* [EXERCISE] Please copy the listing from its start up to and including the line with "[40,195,615,957]", substituting "plastic straw" for "paper straw" and leaving everything else unchanged.

(Rows from a box labeling dataset)
****************************************
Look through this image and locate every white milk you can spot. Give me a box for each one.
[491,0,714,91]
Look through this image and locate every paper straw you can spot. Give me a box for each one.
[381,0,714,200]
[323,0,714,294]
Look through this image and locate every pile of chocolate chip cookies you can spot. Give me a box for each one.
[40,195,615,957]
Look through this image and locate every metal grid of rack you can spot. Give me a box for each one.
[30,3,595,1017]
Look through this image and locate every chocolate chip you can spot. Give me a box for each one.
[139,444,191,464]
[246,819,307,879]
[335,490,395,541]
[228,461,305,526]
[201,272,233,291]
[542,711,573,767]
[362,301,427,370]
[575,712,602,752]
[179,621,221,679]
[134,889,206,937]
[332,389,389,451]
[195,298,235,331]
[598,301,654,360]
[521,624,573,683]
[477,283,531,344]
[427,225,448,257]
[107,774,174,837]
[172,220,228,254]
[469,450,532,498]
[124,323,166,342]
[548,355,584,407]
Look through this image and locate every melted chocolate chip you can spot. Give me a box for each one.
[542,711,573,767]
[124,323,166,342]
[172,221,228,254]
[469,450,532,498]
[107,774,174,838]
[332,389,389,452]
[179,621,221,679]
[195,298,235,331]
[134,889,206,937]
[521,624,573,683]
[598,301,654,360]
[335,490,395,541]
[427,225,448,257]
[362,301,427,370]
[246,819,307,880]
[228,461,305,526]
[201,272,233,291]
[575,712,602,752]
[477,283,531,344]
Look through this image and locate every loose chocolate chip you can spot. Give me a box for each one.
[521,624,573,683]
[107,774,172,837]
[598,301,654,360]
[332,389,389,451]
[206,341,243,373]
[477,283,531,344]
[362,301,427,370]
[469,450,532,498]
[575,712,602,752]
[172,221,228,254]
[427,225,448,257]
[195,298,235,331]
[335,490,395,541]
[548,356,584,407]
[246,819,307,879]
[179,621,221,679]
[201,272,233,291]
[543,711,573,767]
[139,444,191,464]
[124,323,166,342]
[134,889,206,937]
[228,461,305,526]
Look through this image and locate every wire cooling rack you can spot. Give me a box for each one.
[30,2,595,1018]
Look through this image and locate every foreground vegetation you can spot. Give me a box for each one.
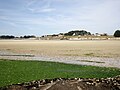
[0,60,120,86]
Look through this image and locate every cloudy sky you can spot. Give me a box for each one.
[0,0,120,36]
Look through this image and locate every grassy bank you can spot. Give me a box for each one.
[0,60,120,86]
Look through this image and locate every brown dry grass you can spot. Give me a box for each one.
[0,40,120,57]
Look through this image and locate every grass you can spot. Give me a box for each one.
[0,60,120,86]
[81,60,105,63]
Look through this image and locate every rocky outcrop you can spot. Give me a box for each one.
[0,76,120,90]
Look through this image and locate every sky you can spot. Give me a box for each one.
[0,0,120,36]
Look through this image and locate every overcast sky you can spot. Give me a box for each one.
[0,0,120,36]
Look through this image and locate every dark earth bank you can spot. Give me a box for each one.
[0,75,120,90]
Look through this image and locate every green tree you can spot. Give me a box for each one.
[114,30,120,37]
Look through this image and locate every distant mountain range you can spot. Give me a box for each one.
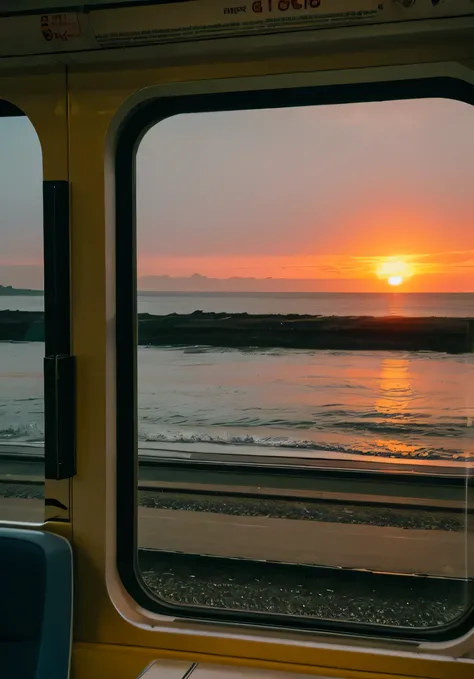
[0,285,44,297]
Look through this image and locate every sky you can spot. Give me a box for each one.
[0,99,474,292]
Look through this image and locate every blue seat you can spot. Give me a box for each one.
[0,528,73,679]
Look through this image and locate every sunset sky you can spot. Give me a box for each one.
[0,95,474,292]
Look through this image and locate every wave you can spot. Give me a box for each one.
[0,423,44,443]
[140,432,474,460]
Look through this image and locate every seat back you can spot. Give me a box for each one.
[0,528,73,679]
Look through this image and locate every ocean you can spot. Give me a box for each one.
[0,292,474,464]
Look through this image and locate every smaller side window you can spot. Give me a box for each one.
[0,113,44,523]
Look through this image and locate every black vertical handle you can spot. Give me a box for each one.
[43,181,76,479]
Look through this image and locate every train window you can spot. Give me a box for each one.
[117,82,474,639]
[0,111,44,523]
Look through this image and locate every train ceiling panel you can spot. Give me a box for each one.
[0,0,474,61]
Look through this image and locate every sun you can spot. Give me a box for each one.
[375,257,414,287]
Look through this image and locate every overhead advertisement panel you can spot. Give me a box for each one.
[0,0,474,57]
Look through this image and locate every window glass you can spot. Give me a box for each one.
[0,116,44,523]
[136,99,474,632]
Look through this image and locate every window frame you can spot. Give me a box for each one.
[114,76,474,642]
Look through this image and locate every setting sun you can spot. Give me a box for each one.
[375,257,414,287]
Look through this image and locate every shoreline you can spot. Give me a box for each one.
[0,311,474,354]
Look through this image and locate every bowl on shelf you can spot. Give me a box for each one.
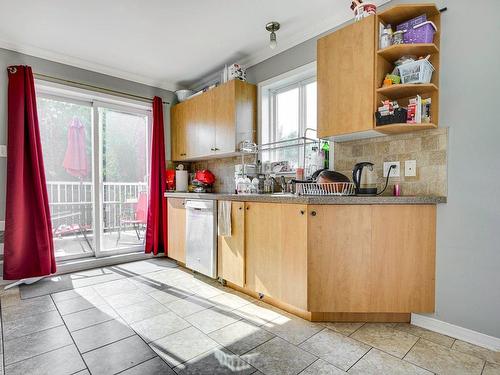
[175,90,194,103]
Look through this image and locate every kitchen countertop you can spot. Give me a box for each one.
[165,192,446,204]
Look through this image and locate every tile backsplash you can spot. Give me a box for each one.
[334,128,448,196]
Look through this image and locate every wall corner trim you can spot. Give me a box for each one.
[411,314,500,351]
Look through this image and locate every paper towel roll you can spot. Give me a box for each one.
[175,171,188,191]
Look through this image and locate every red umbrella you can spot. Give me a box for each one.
[63,117,89,179]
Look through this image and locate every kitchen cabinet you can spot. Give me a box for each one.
[171,80,257,161]
[308,205,436,313]
[217,202,245,287]
[317,17,376,138]
[167,198,186,263]
[317,4,441,141]
[245,202,307,310]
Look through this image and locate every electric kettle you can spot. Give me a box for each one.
[352,161,377,196]
[352,161,395,197]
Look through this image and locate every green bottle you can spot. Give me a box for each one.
[321,141,330,169]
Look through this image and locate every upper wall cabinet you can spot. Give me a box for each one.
[317,4,441,140]
[171,80,257,161]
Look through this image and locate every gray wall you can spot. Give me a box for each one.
[0,48,174,220]
[247,0,500,338]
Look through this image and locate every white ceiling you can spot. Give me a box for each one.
[0,0,387,89]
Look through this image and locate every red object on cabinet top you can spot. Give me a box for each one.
[194,169,215,185]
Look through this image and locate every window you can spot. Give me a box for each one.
[37,82,151,260]
[260,64,317,171]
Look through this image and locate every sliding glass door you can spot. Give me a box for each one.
[94,104,150,255]
[37,93,151,260]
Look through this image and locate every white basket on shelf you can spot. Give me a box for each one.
[295,182,356,196]
[398,59,434,83]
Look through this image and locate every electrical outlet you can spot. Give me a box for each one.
[0,145,7,158]
[384,161,401,177]
[405,160,417,177]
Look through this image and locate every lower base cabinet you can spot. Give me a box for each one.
[167,198,186,263]
[219,202,436,321]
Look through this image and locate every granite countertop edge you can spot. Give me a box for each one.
[165,192,447,205]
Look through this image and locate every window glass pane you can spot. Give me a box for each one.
[37,97,94,259]
[275,87,299,141]
[306,82,318,129]
[99,108,149,251]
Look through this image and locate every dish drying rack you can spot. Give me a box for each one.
[295,182,356,196]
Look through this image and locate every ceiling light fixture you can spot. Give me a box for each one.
[266,21,280,49]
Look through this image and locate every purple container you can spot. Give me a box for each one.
[403,21,437,44]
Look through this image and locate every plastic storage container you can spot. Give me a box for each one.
****************************************
* [FINISHED ANSWER]
Look through this image and locate every white milk you can spot. Give me a box for each one.
[491,0,714,91]
Look through this image and locate every plastic straw you can spot. Give me a box for each one.
[381,0,714,200]
[323,0,714,294]
Look through this image and locate every pile of chocolate chip cookies you can spot. Give me a box for each one.
[40,195,615,957]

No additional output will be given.